The task -
Every line from the start of the records through the line with "positive clicks: (911, 1084)" is to be written out exactly; pictures are not.

Information -

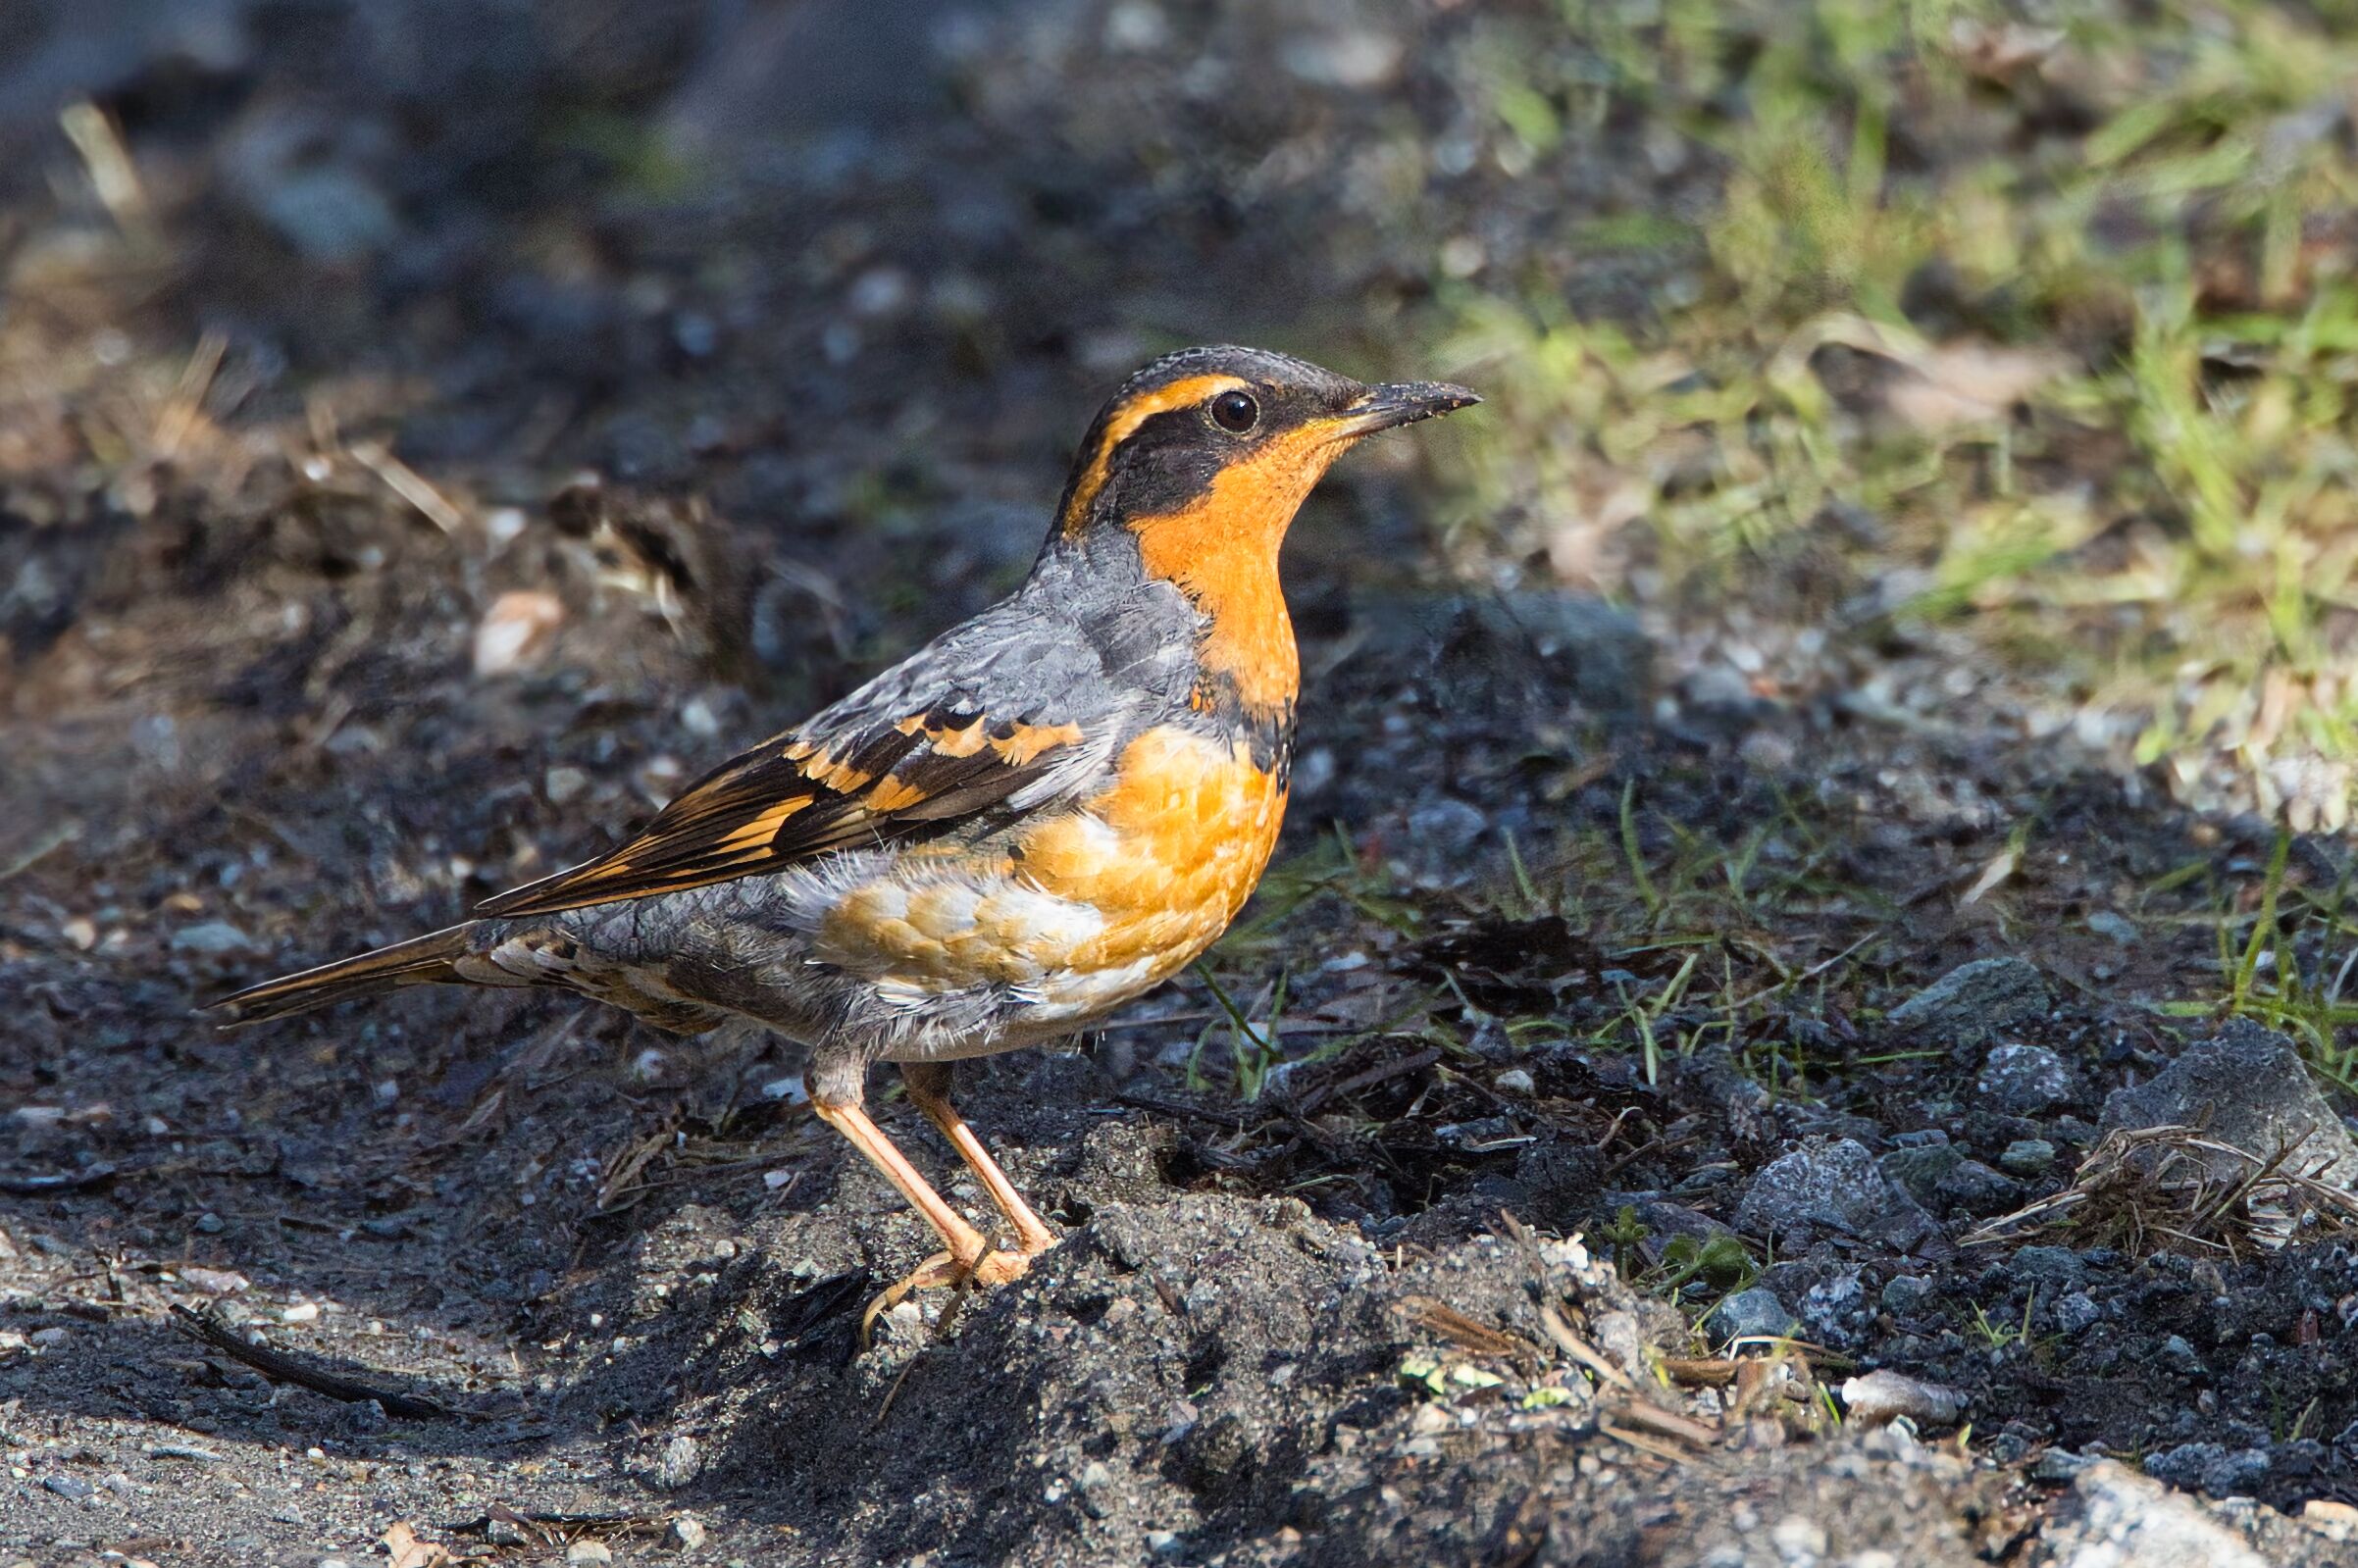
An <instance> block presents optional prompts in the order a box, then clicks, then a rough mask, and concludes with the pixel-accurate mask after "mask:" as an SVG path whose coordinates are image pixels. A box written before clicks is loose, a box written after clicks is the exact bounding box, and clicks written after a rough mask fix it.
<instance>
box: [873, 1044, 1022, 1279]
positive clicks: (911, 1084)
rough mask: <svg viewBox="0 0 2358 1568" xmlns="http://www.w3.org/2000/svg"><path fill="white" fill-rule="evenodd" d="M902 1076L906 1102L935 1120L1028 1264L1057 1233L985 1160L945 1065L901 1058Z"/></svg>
mask: <svg viewBox="0 0 2358 1568" xmlns="http://www.w3.org/2000/svg"><path fill="white" fill-rule="evenodd" d="M901 1080H903V1082H905V1085H908V1099H910V1103H913V1106H917V1108H920V1111H924V1120H929V1122H934V1127H938V1129H941V1137H946V1139H950V1148H955V1151H957V1158H960V1160H964V1162H967V1170H971V1172H974V1174H976V1179H979V1181H981V1184H983V1191H986V1193H990V1203H995V1205H997V1210H1000V1214H1005V1217H1007V1224H1012V1226H1014V1228H1016V1254H1021V1259H1023V1261H1026V1264H1028V1261H1030V1259H1035V1257H1040V1254H1042V1252H1047V1250H1049V1247H1054V1245H1056V1233H1054V1231H1049V1228H1047V1226H1045V1224H1042V1221H1040V1217H1038V1214H1033V1207H1030V1205H1028V1203H1023V1193H1019V1191H1016V1184H1014V1181H1009V1179H1007V1172H1002V1170H1000V1162H997V1160H993V1158H990V1151H988V1148H983V1141H981V1139H979V1137H974V1127H967V1120H964V1118H962V1115H957V1106H953V1103H950V1063H948V1061H903V1063H901ZM1019 1273H1021V1271H1019Z"/></svg>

Response area -
An <instance> block presents optional prompts in the order a box, then clicks, then a rough mask, and concludes with the pixel-accurate mask after "mask:" as an SVG path whose coordinates are image pixels. A box written before clicks is loose, a box written after clicks is the exact bounding box, and clicks written after a rough mask fix it.
<instance>
box: [873, 1044, 1022, 1279]
positive clicks: (911, 1084)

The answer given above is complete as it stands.